PAGE EXCERPT -
עמו אנכי בצרה, פתח דברWith God in Hell, Preface

א׳
1Some time after the publication of my book, Faith After the Holocaust, and after having delivered numerous lectures on that subject, I came to the realization that while I had attempted to show how it was possible to maintain one’s faith in spite of the fact that not all the problems emanating from the Holocaust can be solved, I had overlooked dealing with the key issue, with the question: What is faith? There were some significant references to the question in my writing, but a thoroughgoing analysis of the nature of the faith of the authentic Jew was lacking. Not only was I remiss in this respect, but other writers were, too. Questions were asked: How is it possible still to believe in divine providence after what happened in the ghettos and the concentration camps? If, indeed, there is a God, how could He have remained silent in view of the Germans’ inhuman bestiality, of a kind previously unknown in the annals of man? These were, of course, valid questions. However, both those who denied the possibility of belief in a providential divine power after what had happened, and those, too, who affirmed it in spite of everything, forgot to deal with the most important aspect of this awesome issue — the essence of faith within the system of Judaism.
ב׳
2This realization came to me as the result of a conversation with someone whom I met on the flight home to Chicago after a scholars’ conference in New York. I found myself sitting beside a gentleman who turned out to be the cultural director of a Jewish secular organization. He was familiar with my previous book on the Holocaust and in the course of our conversation he told me the following episode. On a Holocaust memorial day, his organization’s guest speaker, a rabbi, declared that in view of what happened in the concentration camps and the crematoria, he could no longer believe in God. His confession greatly upset the audience. I told my neighbor that it was not clear to me why the members of his organization should have been so deeply perturbed by the rabbi’s statement. After all, theirs was a secular group. His answer was: “Many of them were concentration camp survivors,” and for him this was a sufficient explanation. He meant to say that these survivors, who might well have lost their faith as a result of their experiences, were angered by this “successful” American rabbi’s facile dismissal of the possibility of faith in God. They must have thought, “This man, who grew up in the most prosperous country on earth, who never went hungry to bed, whose life was, most probably, never seriously threatened, who never spent a day in a ghetto or a concentration camp, who never watched the clouds of smoke over the crematoria, he is lecturing to us about loss of faith! What does he know of the anguish of the believing Jew who loses his faith because he is so overwhelmed by the inhumanity of man that he can no longer believe!”

JOB 1 - Write out the whole preface on faith after the Holocaust, word for word.
The preface and the entries that follow it are separate, unrelated material.

WORKING DATA -

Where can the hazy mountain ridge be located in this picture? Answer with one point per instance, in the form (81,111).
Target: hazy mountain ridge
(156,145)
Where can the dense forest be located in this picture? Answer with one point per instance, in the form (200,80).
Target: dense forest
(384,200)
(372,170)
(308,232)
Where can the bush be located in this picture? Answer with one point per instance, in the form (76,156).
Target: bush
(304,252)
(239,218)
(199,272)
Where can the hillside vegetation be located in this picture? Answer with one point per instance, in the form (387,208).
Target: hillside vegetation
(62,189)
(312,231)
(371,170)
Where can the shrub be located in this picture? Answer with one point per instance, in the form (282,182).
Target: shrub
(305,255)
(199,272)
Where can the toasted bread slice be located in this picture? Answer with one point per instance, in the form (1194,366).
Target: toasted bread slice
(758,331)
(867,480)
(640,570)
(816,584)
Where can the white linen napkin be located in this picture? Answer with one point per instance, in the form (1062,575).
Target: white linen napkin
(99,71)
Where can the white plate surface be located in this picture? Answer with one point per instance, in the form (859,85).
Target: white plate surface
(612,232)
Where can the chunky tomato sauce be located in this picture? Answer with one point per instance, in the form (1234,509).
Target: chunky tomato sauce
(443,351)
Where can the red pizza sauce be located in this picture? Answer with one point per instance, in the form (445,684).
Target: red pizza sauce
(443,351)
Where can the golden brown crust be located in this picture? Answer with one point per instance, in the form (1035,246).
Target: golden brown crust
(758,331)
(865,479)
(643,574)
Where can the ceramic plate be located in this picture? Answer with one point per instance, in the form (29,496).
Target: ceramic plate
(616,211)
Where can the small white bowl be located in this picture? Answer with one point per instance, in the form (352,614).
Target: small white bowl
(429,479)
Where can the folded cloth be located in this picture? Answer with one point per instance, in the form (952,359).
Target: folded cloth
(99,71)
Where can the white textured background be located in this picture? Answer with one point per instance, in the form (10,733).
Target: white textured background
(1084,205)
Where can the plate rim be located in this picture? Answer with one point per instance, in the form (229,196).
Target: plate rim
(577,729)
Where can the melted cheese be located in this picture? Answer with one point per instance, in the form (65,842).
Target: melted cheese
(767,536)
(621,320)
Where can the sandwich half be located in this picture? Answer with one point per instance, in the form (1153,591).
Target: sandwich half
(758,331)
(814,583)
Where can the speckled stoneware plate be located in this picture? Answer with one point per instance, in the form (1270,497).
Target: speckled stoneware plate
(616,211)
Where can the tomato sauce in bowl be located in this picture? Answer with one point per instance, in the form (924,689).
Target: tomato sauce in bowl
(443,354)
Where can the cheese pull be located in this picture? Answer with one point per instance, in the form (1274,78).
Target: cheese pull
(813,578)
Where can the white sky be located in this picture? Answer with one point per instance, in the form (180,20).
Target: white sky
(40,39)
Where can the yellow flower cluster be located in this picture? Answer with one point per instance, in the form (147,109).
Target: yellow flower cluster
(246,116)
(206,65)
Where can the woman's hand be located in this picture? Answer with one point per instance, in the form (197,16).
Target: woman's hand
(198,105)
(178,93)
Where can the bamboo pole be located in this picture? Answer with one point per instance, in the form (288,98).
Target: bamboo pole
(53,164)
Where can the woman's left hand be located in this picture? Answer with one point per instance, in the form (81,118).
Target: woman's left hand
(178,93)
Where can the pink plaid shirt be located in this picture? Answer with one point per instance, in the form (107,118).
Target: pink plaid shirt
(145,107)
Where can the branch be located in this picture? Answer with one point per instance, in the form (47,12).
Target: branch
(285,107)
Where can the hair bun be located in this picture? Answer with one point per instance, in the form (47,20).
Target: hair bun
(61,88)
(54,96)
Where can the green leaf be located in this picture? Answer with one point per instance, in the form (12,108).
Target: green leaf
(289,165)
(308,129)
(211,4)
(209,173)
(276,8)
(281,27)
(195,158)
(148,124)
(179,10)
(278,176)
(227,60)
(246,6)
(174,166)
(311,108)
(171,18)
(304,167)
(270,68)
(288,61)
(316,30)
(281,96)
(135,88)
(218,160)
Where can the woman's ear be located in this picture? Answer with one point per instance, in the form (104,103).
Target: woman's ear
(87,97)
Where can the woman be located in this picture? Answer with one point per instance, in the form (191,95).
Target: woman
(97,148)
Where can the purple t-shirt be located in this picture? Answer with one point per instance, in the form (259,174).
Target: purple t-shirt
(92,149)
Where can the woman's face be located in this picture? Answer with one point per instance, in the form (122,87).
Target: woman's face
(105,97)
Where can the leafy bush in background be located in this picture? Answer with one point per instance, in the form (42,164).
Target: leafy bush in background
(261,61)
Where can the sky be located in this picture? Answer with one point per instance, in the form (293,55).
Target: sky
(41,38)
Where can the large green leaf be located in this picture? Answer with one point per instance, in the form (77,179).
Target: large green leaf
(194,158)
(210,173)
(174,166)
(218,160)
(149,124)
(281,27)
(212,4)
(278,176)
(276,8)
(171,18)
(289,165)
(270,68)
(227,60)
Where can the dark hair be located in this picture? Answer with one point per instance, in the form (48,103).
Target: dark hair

JOB 2 - Reproduce the stretch of the entries from the line containing "Where can the woman be" through the end of the entries, both ends included, and nothing else.

EXERCISE RESPONSE 1 -
עמו אנכי בצרה, פתח דברWith God in Hell, Preface

א׳
1Some time after the publication of my book, Faith After the Holocaust, and after having delivered numerous lectures on that subject, I came to the realization that while I had attempted to show how it was possible to maintain one’s faith in spite of the fact that not all the problems emanating from the Holocaust can be solved, I had overlooked dealing with the key issue, with the question: What is faith? There were some significant references to the question in my writing, but a thoroughgoing analysis of the nature of the faith of the authentic Jew was lacking. Not only was I remiss in this respect, but other writers were, too. Questions were asked: How is it possible still to believe in divine providence after what happened in the ghettos and the concentration camps? If, indeed, there is a God, how could He have remained silent in view of the Germans’ inhuman bestiality, of a kind previously unknown in the annals of man? These were, of course, valid questions. However, both those who denied the possibility of belief in a providential divine power after what had happened, and those, too, who affirmed it in spite of everything, forgot to deal with the most important aspect of this awesome issue — the essence of faith within the system of Judaism.
ב׳
2This realization came to me as the result of a conversation with someone whom I met on the flight home to Chicago after a scholars’ conference in New York. I found myself sitting beside a gentleman who turned out to be the cultural director of a Jewish secular organization. He was familiar with my previous book on the Holocaust and in the course of our conversation he told me the following episode. On a Holocaust memorial day, his organization’s guest speaker, a rabbi, declared that in view of what happened in the concentration camps and the crematoria, he could no longer believe in God. His confession greatly upset the audience. I told my neighbor that it was not clear to me why the members of his organization should have been so deeply perturbed by the rabbi’s statement. After all, theirs was a secular group. His answer was: “Many of them were concentration camp survivors,” and for him this was a sufficient explanation. He meant to say that these survivors, who might well have lost their faith as a result of their experiences, were angered by this “successful” American rabbi’s facile dismissal of the possibility of faith in God. They must have thought, “This man, who grew up in the most prosperous country on earth, who never went hungry to bed, whose life was, most probably, never seriously threatened, who never spent a day in a ghetto or a concentration camp, who never watched the clouds of smoke over the crematoria, he is lecturing to us about loss of faith! What does he know of the anguish of the believing Jew who loses his faith because he is so overwhelmed by the inhumanity of man that he can no longer believe!”

EXERCISE RESPONSE 2 -
Where can the woman be located in this picture? Answer with one point per instance, in the form (191,95).
Target: woman
(97,148)
Where can the purple t-shirt be located in this picture? Answer with one point per instance, in the form (259,174).
Target: purple t-shirt
(92,149)
Where can the woman's face be located in this picture? Answer with one point per instance, in the form (122,87).
Target: woman's face
(105,97)
Where can the leafy bush in background be located in this picture? Answer with one point per instance, in the form (42,164).
Target: leafy bush in background
(261,61)
Where can the sky be located in this picture? Answer with one point per instance, in the form (293,55).
Target: sky
(41,38)
Where can the large green leaf be located in this picture? Answer with one point per instance, in the form (77,179).
Target: large green leaf
(194,158)
(210,173)
(174,166)
(218,160)
(149,124)
(281,27)
(212,4)
(278,176)
(276,8)
(171,18)
(289,165)
(270,68)
(227,60)
Where can the dark hair be located in this picture? Answer with one point per instance, in the form (48,103).
Target: dark hair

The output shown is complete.